■ DATASET CONTENT:
----
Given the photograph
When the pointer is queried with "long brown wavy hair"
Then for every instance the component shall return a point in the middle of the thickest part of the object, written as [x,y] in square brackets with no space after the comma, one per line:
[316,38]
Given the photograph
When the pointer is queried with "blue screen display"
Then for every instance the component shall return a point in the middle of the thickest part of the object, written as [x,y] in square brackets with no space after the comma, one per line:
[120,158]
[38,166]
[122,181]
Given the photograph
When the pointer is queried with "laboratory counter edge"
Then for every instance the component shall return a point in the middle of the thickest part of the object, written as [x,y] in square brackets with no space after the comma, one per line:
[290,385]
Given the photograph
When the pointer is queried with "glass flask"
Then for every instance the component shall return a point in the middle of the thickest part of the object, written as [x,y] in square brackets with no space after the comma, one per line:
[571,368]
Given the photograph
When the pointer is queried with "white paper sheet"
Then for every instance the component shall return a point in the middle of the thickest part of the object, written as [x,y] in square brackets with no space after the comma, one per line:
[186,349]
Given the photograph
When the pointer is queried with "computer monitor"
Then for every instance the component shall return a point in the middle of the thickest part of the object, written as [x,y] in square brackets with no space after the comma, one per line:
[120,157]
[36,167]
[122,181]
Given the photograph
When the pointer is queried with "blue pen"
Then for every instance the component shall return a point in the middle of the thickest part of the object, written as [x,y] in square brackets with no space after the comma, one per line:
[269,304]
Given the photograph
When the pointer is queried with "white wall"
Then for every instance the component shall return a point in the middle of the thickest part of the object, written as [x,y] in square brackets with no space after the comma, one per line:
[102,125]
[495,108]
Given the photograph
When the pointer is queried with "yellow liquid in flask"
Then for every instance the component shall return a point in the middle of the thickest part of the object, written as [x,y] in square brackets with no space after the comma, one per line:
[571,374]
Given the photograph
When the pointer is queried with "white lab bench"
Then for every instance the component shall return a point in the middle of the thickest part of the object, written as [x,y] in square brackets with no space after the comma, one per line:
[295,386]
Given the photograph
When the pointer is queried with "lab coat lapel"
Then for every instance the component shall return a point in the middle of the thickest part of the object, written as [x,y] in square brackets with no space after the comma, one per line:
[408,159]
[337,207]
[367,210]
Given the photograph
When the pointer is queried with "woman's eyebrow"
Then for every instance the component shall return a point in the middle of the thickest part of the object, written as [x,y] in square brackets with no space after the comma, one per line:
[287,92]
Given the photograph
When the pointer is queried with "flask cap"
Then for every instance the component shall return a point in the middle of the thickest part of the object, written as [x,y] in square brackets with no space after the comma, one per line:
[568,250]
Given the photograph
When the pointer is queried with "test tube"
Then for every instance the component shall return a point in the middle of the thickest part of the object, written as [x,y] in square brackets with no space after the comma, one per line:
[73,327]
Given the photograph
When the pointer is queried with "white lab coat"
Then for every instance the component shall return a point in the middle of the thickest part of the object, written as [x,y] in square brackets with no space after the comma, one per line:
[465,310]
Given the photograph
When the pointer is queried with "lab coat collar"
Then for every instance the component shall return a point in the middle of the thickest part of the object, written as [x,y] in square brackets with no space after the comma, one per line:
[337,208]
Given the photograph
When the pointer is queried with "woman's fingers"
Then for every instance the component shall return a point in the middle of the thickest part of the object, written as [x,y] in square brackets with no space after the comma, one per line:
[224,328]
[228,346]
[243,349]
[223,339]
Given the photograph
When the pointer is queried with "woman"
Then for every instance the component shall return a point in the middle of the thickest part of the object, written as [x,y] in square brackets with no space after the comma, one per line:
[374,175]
----
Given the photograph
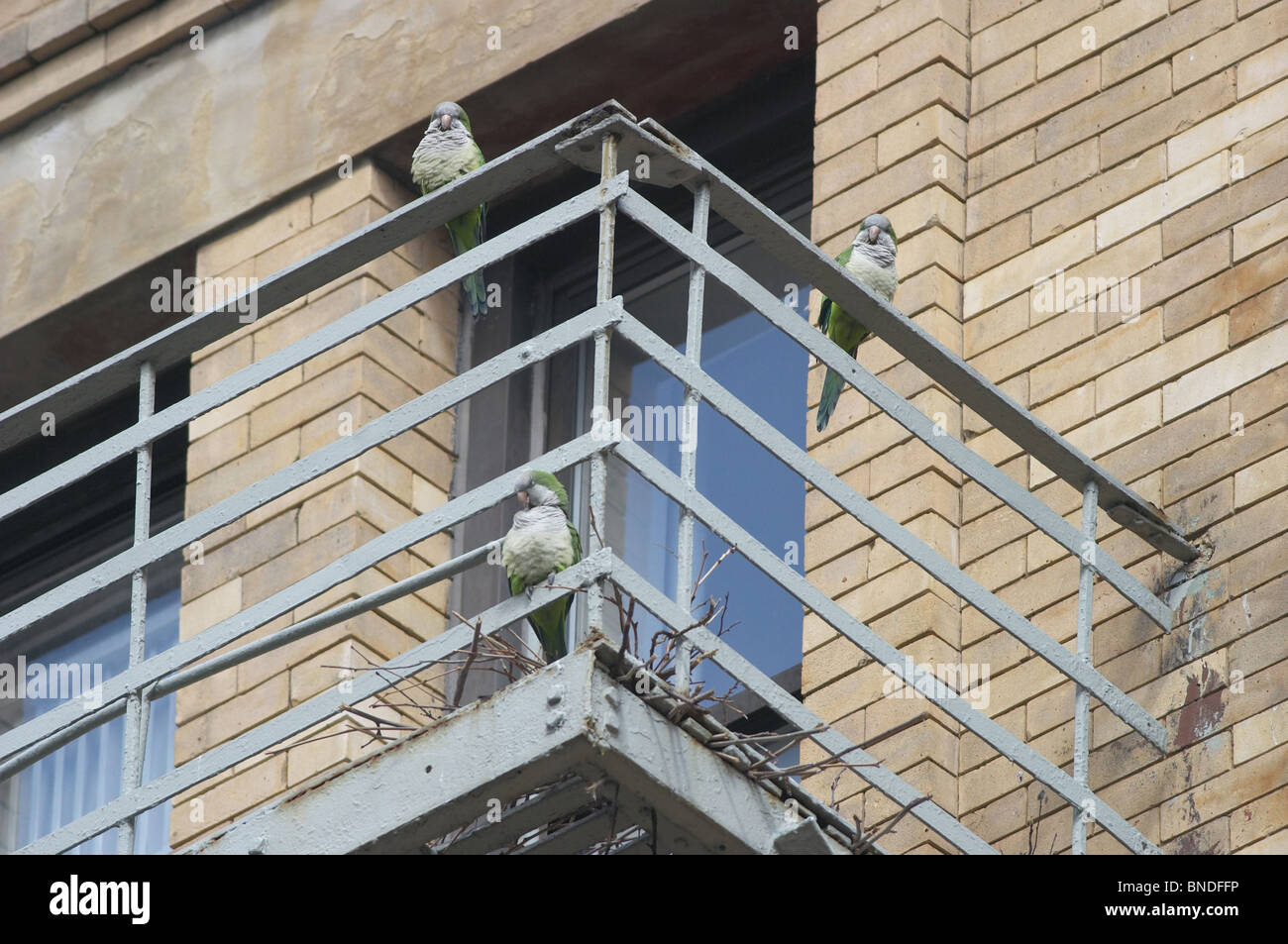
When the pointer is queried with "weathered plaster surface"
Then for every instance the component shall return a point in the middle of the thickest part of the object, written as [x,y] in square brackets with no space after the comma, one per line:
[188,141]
----
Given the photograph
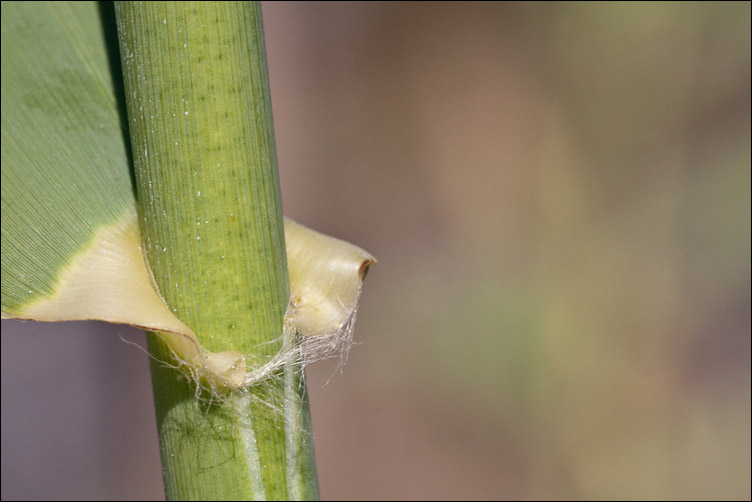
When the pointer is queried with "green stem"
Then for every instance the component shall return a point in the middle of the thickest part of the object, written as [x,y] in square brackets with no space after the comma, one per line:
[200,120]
----
■ WHAT THIS TASK INVOLVES: For each line in the data that holds the word "blue", copy the line.

■ FINISHED TASK:
When the pointer is queried with "blue screen display"
When the pointer is queried with "blue pen"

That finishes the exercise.